PAGE TEXT:
## START

Here are some easy ways to preserve cherries, including how to get cherries in bulk and equipment to process and preserve them – canning, dehydrating, freezing, recipes and more! Cherries are a swift crop – one day ripe, the next day gone. Save those tasty treats for later in the year by learning a few simple ways to preserve cherries.
To learn more DIYs and self-sufficient helps, be sure to read the Homestead Kitchen chapter of The Do It Yourself Homestead. Don’t have your own copy? No worries, we wrote one just for you here! To learn more about the book, simply click below. To request a free sample from the book, just email me at Tessa@homeseadlady.com.
Preparing Cherries to Preserve
We’ll be talking about several ways to preserve cherries, including:
- Canning
- Freezing
- Dehydrating
Before you can preserve them, though, cherries will require washing and pitting. This is true of any stone fruit, but cherry pits are small and a little more tedious to remove. I recommend you purchase a cherry pitter to make the job quicker and easier.
To Pit Cherries with a Pitter
- Place the cherry directly underneath the nose of the pitter. Be sure it’s centered.
- Follow the instructions for your pitter, but generally speaking at this point you depress the nose of the pitter into the cherry.

## END

EXTRACTED ENTRIES:
## START

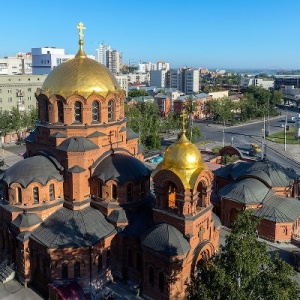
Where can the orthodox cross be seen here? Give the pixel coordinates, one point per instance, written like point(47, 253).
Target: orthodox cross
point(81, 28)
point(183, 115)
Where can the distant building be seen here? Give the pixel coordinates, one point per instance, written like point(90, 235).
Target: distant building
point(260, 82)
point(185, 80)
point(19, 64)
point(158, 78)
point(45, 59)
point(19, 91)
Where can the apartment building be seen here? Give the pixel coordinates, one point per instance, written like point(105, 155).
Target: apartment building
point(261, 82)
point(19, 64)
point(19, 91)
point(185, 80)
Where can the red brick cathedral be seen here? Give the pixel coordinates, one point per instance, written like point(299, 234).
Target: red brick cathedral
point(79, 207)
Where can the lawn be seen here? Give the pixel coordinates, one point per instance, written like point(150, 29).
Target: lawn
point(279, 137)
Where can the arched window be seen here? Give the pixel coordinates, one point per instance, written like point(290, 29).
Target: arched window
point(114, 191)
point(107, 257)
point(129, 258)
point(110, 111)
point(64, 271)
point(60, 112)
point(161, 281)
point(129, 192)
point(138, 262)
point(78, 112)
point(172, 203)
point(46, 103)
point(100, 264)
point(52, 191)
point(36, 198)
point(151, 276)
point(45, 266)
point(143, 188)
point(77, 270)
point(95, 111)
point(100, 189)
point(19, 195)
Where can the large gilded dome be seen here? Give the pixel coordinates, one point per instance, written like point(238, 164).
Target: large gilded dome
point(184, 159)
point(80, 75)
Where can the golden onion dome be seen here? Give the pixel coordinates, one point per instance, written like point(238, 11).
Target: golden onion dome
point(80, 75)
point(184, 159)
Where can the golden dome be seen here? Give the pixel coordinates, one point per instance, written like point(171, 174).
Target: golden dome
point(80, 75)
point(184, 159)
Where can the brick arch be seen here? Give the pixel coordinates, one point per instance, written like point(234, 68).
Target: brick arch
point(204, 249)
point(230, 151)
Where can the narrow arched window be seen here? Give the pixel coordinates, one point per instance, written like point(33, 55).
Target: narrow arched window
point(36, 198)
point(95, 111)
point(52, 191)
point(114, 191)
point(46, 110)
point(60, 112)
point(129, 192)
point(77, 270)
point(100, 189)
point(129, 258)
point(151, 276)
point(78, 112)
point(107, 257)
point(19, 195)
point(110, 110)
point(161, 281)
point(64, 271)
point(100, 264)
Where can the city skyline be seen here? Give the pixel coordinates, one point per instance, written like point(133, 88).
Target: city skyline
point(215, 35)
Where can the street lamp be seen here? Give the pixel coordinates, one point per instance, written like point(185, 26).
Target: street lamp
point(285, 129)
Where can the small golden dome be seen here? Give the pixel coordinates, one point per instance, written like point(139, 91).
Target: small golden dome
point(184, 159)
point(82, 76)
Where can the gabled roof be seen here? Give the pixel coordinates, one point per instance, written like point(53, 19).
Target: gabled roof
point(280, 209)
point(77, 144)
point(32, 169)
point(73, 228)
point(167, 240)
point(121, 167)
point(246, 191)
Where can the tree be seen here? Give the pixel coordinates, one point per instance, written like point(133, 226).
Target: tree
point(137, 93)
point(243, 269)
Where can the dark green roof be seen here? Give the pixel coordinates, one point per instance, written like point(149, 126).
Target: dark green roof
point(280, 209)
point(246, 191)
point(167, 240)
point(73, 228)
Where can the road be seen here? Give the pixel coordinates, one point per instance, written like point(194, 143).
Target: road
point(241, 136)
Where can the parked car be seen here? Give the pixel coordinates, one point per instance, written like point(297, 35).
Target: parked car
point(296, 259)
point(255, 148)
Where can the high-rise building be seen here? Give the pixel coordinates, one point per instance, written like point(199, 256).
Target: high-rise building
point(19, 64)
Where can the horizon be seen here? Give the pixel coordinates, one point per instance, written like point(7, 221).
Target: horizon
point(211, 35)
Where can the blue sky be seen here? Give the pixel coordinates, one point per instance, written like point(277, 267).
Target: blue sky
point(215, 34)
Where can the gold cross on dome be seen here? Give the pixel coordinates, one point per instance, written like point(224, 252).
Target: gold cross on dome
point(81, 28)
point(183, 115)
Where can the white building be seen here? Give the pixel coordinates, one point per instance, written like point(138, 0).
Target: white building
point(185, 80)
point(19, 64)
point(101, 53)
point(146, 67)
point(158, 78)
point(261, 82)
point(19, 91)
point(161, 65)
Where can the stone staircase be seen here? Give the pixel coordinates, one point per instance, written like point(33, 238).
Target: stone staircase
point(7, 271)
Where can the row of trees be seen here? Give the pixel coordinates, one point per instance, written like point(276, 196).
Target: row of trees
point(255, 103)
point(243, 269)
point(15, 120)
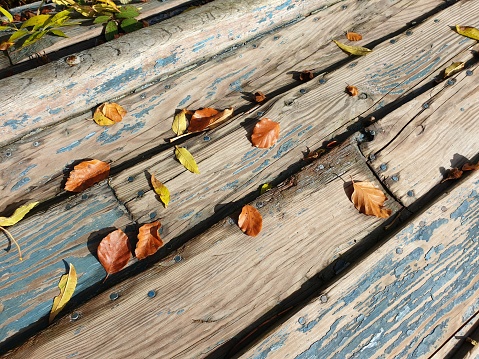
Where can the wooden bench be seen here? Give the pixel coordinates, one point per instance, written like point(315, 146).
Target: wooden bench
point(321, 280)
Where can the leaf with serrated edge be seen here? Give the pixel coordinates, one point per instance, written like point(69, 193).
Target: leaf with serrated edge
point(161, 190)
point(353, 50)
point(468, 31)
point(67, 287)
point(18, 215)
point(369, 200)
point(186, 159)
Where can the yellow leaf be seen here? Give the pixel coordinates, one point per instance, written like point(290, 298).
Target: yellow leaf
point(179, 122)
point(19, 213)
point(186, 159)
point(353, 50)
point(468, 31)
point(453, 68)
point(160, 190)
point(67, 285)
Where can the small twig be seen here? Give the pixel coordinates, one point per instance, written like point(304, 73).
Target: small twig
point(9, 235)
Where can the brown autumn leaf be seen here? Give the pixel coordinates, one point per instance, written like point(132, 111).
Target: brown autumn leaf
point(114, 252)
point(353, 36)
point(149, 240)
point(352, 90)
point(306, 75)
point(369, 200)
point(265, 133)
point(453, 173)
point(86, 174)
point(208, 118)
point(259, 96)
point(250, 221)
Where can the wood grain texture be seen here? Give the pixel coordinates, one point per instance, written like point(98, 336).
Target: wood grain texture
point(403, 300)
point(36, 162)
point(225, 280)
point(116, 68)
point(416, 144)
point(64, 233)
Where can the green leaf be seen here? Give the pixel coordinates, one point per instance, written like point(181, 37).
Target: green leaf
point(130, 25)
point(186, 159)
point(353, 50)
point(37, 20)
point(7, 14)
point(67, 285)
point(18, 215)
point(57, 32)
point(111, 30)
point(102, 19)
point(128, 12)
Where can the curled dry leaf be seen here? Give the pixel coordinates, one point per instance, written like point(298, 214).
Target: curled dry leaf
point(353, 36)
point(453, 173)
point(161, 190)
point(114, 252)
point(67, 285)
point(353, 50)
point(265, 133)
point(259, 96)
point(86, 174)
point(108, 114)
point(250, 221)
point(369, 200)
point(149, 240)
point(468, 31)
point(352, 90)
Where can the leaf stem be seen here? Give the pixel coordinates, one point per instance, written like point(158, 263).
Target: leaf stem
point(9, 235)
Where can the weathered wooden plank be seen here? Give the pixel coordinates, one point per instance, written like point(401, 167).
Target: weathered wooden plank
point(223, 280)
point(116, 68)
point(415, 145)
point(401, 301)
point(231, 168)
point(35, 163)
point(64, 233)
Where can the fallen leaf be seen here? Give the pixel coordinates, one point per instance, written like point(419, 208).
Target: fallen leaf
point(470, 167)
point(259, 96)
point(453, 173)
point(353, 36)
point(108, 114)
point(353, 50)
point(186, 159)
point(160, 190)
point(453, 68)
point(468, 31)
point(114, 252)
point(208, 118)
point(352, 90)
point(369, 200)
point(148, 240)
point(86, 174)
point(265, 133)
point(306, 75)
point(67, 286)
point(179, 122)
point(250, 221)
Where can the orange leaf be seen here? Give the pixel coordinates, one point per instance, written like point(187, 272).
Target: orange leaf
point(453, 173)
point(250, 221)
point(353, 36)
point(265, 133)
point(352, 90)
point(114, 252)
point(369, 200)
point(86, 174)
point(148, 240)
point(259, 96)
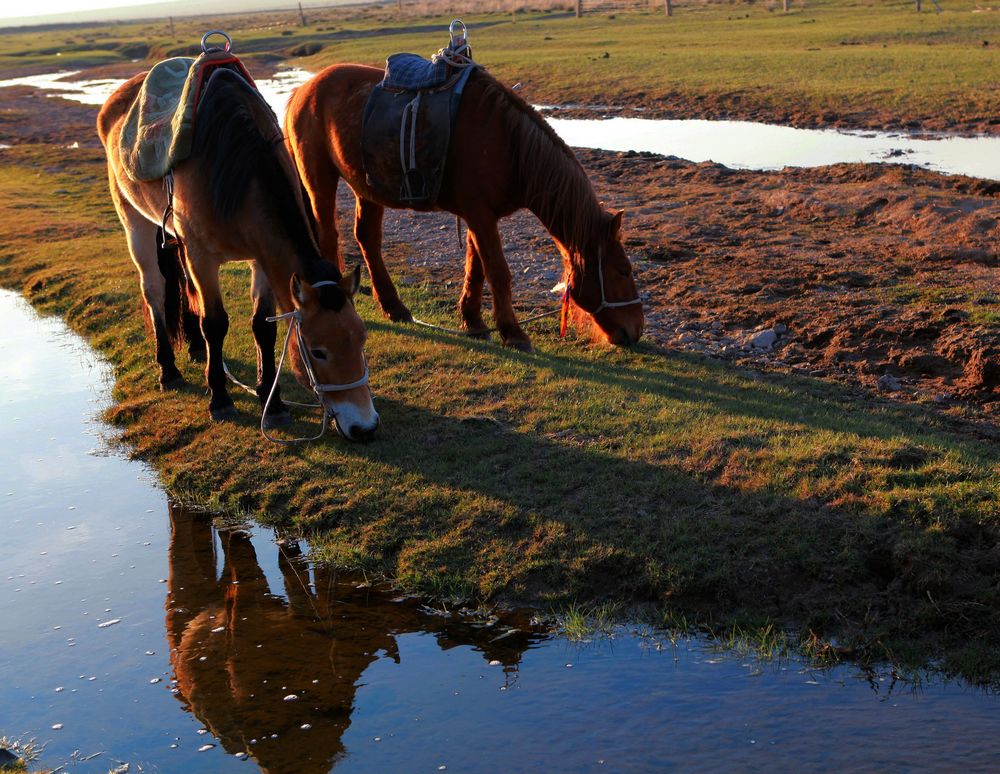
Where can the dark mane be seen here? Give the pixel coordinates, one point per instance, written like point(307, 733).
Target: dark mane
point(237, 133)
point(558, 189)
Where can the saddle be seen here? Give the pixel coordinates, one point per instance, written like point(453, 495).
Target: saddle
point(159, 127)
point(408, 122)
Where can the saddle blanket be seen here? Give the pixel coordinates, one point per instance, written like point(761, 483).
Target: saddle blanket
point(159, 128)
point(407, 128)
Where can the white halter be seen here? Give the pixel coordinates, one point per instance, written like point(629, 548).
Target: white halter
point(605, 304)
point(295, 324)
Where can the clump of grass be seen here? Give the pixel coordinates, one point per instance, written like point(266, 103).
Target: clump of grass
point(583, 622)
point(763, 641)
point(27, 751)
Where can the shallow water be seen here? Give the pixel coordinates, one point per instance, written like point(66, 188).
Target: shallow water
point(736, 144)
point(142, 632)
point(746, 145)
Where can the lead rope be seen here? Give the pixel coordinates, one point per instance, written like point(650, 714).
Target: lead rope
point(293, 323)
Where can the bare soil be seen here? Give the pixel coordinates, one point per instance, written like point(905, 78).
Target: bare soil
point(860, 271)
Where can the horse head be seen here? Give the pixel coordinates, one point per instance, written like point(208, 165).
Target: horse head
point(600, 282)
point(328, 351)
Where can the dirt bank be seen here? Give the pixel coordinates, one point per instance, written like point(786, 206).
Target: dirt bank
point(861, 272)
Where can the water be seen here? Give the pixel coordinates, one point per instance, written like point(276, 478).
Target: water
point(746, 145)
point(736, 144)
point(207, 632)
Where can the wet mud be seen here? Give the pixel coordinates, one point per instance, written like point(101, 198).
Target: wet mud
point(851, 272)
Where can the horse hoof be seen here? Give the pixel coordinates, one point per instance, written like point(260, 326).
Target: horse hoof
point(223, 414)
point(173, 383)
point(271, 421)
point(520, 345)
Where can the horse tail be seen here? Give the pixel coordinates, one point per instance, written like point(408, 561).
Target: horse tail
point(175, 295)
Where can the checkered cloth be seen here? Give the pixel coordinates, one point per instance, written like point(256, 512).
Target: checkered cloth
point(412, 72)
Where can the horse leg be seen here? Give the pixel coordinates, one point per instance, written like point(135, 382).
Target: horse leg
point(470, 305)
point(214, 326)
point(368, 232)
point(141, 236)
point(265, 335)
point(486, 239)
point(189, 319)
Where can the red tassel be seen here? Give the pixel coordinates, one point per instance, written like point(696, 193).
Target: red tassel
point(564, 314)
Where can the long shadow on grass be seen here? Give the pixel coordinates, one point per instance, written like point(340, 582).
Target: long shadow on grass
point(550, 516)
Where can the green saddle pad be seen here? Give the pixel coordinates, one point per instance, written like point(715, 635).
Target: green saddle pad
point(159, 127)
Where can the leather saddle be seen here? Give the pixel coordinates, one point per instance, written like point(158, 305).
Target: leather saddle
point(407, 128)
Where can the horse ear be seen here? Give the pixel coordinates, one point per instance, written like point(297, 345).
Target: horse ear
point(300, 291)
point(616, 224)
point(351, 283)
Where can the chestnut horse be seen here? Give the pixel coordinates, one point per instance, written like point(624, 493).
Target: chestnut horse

## END

PROBLEMS:
(A) Does each statement agree with the cherry preserving page? Answer yes or no and quote the deciding words.
(i) The page recommends buying a cherry pitter.
(ii) Cherry pits are described as large.
(iii) The cherry should be centered under the pitter.
(B) Reproduce the cherry preserving page word for word from "To learn more DIYs" to "sure it’s centered.".
(C) Answer from the cherry preserving page:
(i) Which chapter of The Do It Yourself Homestead does the page point readers to?
(ii) Besides pitting, what must be done to cherries before they are preserved?
(iii) Under which part of the pitter is the cherry placed?
The listing is separate from the cherry preserving page and is not part of it.

OUTPUTS FOR THE TASKS:
(A)
(i) Yes: "I recommend you purchase a cherry pitter to make the job quicker and easier."
(ii) No: "cherry pits are small and a little more tedious to remove."
(iii) Yes: "Be sure it’s centered."

(B)
To learn more DIYs and self-sufficient helps, be sure to read the Homestead Kitchen chapter of The Do It Yourself Homestead. Don’t have your own copy? No worries, we wrote one just for you here! To learn more about the book, simply click below. To request a free sample from the book, just email me at Tessa@homeseadlady.com.
Preparing Cherries to Preserve
We’ll be talking about several ways to preserve cherries, including:
- Canning
- Freezing
- Dehydrating
Before you can preserve them, though, cherries will require washing and pitting. This is true of any stone fruit, but cherry pits are small and a little more tedious to remove. I recommend you purchase a cherry pitter to make the job quicker and easier.
To Pit Cherries with a Pitter
- Place the cherry directly underneath the nose of the pitter. Be sure it’s centered.

(C)
(i) The Homestead Kitchen chapter
(ii) Washing
(iii) The nose